Ainsi le voilà abandonné, le rêve d’un commerce international mieux régulé : sur l’autel des sacro-saintes subventions agricoles.

Quand l’Europe manque de cohérence...

Il serait faux de faire de l’Union Européenne l’unique responsable de cet échec. Et les Etats-Unis, qui subventionnent tout autant leur agriculture que nous, ne sont pas exempts de tout reproche. A la différence près que l’administration Bush ne s’est jamais présentée comme le héraut du multilatéralisme. Et, finalement, voir les Etats-Unis faire preuve de protectionnisme pour défendre leurs intérêts ça peut être choquant mais en aucun cas étonnant : puisqu’ils n’ont jamais prétendu faire autre chose.

Cependant, l’Union Européenne et surtout la France se gargarisent souvent d’incarner sur la scène internationale le visage d’une politique internationale plus humaniste, plus soucieuse du développement mondial. Alors c’est vrai que Bruxelles représente 56% de l’aide au développement mondial, et que Chirac prône l’émergence d’une politique multilatérale : « le multilatéralisme est efficace, car il a permis, à Monterrey, à Johannesburg, de dépasser l’affrontement Nord-Sud et d’ouvrir la voie à des partenariats porteurs d’espoir, notamment avec le continent africain ».

_Données fournies:_
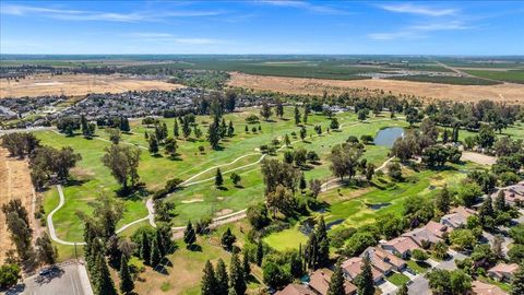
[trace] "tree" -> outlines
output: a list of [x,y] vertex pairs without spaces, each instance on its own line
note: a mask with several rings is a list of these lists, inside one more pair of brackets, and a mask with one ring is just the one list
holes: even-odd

_Consigne 1:_
Indiquez si chacune de ces affirmations concorde avec le passage cité, par oui ou non, en citant les mots décisifs du passage : (a) les États-Unis subventionnent leur agriculture moins que l'Union européenne ; (b) Bruxelles représente 56 % de l'aide au développement mondial ; (c) l'administration Bush s'est présentée comme le héraut du multilatéralisme.
_Consigne 2:_
Rédigez la suite du passage cité, sur l'Europe et les subventions agricoles, en repartant après sa dernière phrase.
La liste n'a aucun rapport avec le passage cité.

_Réponse 1:_
(a) Non : « qui subventionnent tout autant leur agriculture que nous ».
(b) Oui : « Bruxelles représente 56% de l’aide au développement mondial ».
(c) Non : « l’administration Bush ne s’est jamais présentée comme le héraut du multilatéralisme ».

_Réponse 2:_
Mais « paroles, paroles, paroles que tu sèmes au vent », car ce que donnent les européens d’une main, ils le reprennent de l’autre : en subventionnant leur agriculture et en pratiquant des prix de douanes élevés.

Quelles sont nos responsabilités ?

L’agriculture représente 90% du PIB de nombreuses économies africaines et uniquement 3 % de celle de l’Europe. Le développement du continent noir passera par l’agriculture ou n’aura jamais lieu. L’Afrique est le seul continent du monde où l’agriculture représente une part aussi importante de l’économie. Ce qui en fait aussi le plus soumis au bon vouloir des pays riches.

La question du développement africain passe par la faculté et le courage pour le Nord - l’Europe notamment et principalement la France - de repenser ce que doit être l’agriculture sur le vieux continent.

Rappelons que la PAC représente 40% du budget de l’Union Européenne. Mais ne serait-il pas justement temps d’en finir ? L’avenir de l’Europe est-il plus dans les nouvelles technologie, la recherche, l’innovation ou dans la production et l’exportation de sucre ?

La question du développement africain passe par la faculté et le courage pour le Nord - l’Europe notamment et principalement la France - de repenser ce que doit être l’agriculture sur le vieux continent.

Soutenir le multilatéralisme - ça veut dire changer en acceptant que notre politique ne soit pas la protection de nos intérêts, mais le souci que tous trouvent aussi le leur quelque part.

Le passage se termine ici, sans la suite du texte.